- EXERCISE GOAL -
Leaving out the pictures, transcribe all of the records faithfully.

(Collected data)
══════════
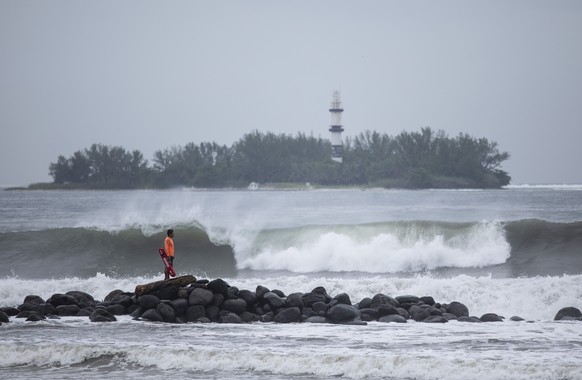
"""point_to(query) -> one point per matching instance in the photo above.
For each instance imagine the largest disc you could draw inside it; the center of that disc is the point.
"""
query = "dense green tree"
(411, 159)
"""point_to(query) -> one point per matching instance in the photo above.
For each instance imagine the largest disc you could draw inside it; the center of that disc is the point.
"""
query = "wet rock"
(472, 319)
(196, 312)
(4, 317)
(435, 319)
(382, 300)
(68, 310)
(62, 299)
(457, 309)
(218, 286)
(101, 315)
(295, 300)
(289, 315)
(35, 317)
(116, 309)
(396, 318)
(33, 299)
(343, 298)
(342, 313)
(180, 305)
(201, 296)
(148, 301)
(491, 317)
(11, 311)
(236, 306)
(152, 315)
(568, 313)
(407, 299)
(229, 317)
(274, 300)
(166, 311)
(249, 297)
══════════
- RESULT -
"""point_to(query) -> one point per matching instance in the photo above.
For each instance imagine the largest disc you could draw inside it; the center of that disc is the point.
"""
query = "dense green tree"
(411, 159)
"""point_to(query) -> one point per matching instance in the photo above.
For each instance imagine the largest disc you could draw inside it; the center of that disc is the point.
"""
query = "wet rock"
(472, 319)
(196, 312)
(4, 317)
(435, 319)
(382, 300)
(68, 310)
(62, 299)
(457, 309)
(218, 286)
(101, 315)
(295, 300)
(289, 315)
(35, 317)
(116, 309)
(396, 318)
(33, 299)
(343, 298)
(342, 313)
(180, 305)
(201, 296)
(148, 301)
(491, 317)
(11, 311)
(236, 306)
(152, 315)
(568, 313)
(407, 299)
(229, 317)
(274, 300)
(166, 311)
(249, 297)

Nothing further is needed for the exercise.